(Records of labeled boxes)
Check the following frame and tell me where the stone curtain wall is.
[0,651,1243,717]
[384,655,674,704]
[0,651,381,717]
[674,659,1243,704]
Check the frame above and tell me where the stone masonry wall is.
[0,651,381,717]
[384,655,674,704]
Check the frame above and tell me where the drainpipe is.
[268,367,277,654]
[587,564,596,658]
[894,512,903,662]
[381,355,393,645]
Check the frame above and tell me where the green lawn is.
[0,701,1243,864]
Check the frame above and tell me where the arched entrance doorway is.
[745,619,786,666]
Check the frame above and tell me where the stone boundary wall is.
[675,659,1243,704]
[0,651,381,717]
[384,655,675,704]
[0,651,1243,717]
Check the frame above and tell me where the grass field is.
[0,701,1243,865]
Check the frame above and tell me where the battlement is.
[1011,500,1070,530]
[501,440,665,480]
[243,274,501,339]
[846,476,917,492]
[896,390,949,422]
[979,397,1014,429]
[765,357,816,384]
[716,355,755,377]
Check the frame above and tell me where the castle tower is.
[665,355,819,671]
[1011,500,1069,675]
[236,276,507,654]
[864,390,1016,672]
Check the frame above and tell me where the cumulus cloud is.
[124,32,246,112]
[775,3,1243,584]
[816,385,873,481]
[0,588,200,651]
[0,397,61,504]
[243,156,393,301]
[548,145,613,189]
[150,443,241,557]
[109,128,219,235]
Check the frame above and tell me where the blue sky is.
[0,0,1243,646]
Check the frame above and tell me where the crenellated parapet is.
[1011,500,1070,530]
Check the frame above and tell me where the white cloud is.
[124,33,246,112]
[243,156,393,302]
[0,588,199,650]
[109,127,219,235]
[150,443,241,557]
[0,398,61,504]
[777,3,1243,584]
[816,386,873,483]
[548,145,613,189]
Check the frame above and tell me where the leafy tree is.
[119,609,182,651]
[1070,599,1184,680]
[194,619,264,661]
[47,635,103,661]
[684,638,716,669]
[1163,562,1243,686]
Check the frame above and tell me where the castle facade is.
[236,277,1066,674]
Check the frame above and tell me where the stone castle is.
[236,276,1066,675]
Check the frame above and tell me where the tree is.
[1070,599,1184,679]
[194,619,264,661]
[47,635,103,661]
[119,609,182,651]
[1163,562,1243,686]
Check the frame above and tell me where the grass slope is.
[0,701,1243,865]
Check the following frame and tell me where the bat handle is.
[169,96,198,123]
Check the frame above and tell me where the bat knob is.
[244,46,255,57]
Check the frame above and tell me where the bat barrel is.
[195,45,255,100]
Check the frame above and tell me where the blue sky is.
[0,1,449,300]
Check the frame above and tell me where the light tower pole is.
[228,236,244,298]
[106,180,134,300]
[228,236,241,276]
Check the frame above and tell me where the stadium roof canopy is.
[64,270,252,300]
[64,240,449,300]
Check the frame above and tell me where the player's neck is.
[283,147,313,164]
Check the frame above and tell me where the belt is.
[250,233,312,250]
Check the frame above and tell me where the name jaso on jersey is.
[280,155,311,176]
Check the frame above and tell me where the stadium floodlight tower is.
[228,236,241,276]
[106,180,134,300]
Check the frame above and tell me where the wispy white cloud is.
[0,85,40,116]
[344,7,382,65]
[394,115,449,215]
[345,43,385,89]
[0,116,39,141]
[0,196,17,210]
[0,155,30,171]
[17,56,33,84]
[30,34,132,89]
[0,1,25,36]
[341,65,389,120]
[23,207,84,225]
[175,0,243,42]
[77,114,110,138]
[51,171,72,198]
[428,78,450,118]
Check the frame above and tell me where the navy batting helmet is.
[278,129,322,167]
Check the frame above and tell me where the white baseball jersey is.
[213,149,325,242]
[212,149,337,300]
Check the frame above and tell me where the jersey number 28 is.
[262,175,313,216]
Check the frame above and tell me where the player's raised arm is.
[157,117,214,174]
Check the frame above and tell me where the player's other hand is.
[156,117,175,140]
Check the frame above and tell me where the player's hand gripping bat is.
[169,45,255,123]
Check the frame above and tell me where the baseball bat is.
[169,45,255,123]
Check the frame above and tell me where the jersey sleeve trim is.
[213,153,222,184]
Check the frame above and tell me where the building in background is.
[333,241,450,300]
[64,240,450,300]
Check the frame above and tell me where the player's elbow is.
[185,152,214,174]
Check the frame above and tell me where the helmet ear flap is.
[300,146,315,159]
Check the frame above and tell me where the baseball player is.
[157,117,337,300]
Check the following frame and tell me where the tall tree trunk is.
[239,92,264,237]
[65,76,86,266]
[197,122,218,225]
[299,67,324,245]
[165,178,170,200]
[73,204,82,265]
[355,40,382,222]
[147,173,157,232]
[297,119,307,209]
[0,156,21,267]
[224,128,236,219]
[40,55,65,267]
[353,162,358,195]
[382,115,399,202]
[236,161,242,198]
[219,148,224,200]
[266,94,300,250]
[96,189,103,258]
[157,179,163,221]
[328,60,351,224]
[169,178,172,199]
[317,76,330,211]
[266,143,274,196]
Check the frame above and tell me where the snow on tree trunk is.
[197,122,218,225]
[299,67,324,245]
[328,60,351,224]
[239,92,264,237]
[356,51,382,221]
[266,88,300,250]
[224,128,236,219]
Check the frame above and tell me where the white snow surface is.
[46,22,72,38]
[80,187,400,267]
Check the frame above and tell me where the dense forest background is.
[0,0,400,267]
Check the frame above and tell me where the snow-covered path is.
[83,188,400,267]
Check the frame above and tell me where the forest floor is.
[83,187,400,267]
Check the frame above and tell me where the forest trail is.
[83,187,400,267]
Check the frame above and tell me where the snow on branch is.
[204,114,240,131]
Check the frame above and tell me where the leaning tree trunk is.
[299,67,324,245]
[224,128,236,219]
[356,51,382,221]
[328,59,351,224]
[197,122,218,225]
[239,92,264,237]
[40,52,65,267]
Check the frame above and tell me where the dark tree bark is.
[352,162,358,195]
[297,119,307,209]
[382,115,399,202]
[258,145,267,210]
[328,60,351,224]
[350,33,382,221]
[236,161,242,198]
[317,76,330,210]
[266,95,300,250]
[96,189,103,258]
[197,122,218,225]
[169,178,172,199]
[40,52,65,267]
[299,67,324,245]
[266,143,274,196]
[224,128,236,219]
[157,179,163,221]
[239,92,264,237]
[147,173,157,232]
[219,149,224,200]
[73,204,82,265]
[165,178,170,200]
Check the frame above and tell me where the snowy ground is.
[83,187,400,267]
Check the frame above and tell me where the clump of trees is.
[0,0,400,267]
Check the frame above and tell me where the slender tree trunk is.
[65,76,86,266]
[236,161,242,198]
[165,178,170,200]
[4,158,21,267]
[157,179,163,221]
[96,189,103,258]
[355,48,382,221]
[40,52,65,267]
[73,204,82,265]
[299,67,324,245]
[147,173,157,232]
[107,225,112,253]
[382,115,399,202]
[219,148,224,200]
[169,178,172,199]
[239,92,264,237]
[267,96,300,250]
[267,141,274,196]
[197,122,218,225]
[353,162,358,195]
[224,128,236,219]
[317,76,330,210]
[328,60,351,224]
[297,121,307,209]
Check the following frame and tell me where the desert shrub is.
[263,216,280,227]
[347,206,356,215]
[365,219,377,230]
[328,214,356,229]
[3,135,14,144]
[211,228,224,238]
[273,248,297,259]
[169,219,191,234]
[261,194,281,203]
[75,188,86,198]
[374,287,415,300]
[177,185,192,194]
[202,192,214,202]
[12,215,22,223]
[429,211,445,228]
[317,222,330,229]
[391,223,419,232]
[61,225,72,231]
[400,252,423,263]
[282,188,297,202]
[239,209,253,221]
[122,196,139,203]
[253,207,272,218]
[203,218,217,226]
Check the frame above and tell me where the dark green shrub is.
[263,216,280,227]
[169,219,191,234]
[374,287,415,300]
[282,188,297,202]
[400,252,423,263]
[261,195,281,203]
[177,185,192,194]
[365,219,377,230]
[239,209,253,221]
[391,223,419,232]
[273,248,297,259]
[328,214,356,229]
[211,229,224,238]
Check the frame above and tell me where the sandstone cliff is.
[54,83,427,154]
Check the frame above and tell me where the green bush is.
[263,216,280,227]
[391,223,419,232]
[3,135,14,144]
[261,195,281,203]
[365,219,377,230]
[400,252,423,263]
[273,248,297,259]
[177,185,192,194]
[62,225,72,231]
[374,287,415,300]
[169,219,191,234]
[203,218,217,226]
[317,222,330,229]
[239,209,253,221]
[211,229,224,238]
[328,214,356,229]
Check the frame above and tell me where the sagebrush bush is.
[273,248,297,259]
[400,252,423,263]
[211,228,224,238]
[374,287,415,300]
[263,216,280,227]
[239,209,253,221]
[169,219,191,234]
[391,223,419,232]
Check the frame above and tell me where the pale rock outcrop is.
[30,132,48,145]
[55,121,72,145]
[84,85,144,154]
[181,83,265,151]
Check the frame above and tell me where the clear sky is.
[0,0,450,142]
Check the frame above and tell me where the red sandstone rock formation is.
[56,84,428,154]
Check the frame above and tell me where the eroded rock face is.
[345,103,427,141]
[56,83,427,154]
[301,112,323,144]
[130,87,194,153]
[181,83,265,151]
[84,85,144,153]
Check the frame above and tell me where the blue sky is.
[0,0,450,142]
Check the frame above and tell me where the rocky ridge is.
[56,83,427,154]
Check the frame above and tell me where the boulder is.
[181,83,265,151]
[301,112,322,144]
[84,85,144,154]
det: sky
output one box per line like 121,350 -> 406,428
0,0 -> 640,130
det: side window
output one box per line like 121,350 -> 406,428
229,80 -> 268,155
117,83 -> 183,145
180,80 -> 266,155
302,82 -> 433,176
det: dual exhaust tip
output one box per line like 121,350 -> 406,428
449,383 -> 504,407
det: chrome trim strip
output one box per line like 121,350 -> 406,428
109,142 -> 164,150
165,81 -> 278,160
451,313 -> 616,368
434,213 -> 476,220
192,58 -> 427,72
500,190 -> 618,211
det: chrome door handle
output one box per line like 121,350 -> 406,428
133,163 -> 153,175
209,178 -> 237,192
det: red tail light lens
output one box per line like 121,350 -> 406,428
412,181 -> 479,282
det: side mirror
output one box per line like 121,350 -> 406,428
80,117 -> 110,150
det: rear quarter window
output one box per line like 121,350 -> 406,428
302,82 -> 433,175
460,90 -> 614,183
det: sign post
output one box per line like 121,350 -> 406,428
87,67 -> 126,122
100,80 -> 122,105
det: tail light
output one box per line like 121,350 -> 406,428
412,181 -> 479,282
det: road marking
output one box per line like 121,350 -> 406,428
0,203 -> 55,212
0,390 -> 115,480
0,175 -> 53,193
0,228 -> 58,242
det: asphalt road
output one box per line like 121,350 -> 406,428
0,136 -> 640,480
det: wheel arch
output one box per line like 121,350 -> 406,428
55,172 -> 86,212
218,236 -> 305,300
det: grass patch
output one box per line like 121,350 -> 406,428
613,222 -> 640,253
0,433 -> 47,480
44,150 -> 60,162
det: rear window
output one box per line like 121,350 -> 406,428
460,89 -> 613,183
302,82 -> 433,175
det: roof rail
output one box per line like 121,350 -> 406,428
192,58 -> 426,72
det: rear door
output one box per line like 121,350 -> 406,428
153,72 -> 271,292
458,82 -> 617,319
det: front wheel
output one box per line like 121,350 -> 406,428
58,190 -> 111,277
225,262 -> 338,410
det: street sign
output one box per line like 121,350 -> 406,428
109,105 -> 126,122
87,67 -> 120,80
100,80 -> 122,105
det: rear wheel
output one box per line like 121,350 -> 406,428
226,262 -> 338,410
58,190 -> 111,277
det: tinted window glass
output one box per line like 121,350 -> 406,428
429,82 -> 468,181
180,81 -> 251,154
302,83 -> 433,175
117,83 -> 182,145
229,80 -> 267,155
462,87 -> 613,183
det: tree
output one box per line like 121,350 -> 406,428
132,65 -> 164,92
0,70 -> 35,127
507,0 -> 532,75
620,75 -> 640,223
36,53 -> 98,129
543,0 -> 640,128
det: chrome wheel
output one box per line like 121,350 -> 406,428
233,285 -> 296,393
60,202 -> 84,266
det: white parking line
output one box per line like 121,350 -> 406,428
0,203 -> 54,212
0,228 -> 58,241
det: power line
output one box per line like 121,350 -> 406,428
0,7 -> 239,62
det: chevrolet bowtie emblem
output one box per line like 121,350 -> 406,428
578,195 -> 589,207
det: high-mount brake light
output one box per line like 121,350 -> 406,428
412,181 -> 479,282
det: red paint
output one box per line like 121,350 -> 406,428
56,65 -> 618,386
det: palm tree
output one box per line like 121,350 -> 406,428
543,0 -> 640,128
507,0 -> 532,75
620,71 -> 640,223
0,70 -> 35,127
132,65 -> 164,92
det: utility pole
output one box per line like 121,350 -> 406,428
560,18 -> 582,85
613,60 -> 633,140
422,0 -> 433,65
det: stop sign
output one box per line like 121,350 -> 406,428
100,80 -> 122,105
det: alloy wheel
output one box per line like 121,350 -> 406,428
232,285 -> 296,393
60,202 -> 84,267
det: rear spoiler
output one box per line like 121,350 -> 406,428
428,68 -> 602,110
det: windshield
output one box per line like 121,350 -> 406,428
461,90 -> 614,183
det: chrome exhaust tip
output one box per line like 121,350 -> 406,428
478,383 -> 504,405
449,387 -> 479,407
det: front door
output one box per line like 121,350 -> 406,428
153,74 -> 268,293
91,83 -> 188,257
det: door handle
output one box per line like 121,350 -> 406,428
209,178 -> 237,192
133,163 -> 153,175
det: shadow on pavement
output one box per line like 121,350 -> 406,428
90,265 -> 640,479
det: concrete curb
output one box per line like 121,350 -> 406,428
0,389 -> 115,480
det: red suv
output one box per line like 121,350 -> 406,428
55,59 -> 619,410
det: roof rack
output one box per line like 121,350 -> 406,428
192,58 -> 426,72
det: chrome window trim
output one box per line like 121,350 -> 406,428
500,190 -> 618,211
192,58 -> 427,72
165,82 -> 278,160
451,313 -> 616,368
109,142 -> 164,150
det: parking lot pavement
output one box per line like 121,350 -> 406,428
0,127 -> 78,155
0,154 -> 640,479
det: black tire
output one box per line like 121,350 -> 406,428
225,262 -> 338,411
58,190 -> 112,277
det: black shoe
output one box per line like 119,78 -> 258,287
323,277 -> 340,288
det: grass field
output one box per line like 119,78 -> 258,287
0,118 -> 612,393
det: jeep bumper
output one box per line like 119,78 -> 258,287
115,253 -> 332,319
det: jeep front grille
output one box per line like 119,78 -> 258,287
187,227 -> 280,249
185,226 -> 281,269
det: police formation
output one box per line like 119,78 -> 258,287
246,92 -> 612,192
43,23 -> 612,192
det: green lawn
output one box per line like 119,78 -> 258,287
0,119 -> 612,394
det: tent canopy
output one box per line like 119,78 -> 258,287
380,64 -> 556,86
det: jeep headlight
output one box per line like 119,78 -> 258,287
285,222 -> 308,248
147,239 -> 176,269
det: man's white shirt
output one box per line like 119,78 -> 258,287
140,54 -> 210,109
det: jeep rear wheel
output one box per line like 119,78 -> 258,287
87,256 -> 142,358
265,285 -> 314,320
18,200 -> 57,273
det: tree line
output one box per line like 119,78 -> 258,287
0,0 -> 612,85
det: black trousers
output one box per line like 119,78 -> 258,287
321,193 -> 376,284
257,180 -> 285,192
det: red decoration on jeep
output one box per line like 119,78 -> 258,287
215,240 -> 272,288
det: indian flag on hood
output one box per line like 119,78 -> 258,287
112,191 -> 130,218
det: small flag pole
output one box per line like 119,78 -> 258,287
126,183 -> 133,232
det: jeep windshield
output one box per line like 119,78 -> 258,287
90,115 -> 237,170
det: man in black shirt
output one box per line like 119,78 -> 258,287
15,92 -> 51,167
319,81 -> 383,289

> INSTRUCTIONS FOR THE TASK
Put the stretch of lines from the one containing "Check the following frame and tell me where the bat" through the one containing "[156,117,175,140]" into a numbered list, leaving out any blank lines.

> PROBLEM SOLUTION
1. Check the following frame and tell me where the bat handle is.
2. [169,96,198,123]
3. Check the frame above and tell me where the bat knob is.
4. [244,46,255,57]
5. Check the frame above and tell me where the bat barrel is.
6. [195,45,255,100]
7. Check the frame above and tell me where the blue sky is.
8. [0,1,449,300]
9. Check the frame above and tell me where the light tower pole is.
10. [228,236,244,298]
11. [106,180,134,300]
12. [228,236,241,276]
13. Check the frame above and tell me where the stadium roof canopy is.
14. [64,270,252,300]
15. [64,240,449,300]
16. Check the frame above and tell me where the player's neck is.
17. [283,147,313,164]
18. Check the frame above and tell me where the belt is.
19. [250,233,312,250]
20. Check the frame above and tell me where the name jaso on jersey is.
21. [280,155,311,176]
22. Check the frame above and tell me where the stadium floodlight tower is.
23. [228,236,241,276]
24. [106,180,134,300]
25. Check the frame above and tell me where the wispy white cloud is.
26. [0,85,40,116]
27. [344,7,382,65]
28. [394,115,449,215]
29. [345,43,385,89]
30. [0,116,39,141]
31. [0,196,17,210]
32. [0,155,30,171]
33. [17,56,33,84]
34. [30,34,132,89]
35. [0,1,25,36]
36. [341,65,389,120]
37. [23,207,84,225]
38. [175,0,243,42]
39. [77,114,110,138]
40. [51,171,72,198]
41. [428,78,450,118]
42. Check the frame above and tell me where the navy batting helmet is.
43. [278,129,322,167]
44. Check the frame above and tell me where the white baseball jersey is.
45. [213,149,325,242]
46. [212,149,337,300]
47. Check the frame above and tell me where the jersey number 28 is.
48. [262,175,313,216]
49. Check the frame above and tell me where the player's raised arm is.
50. [157,117,214,174]
51. Check the frame above and tell me where the player's other hand is.
52. [156,117,175,140]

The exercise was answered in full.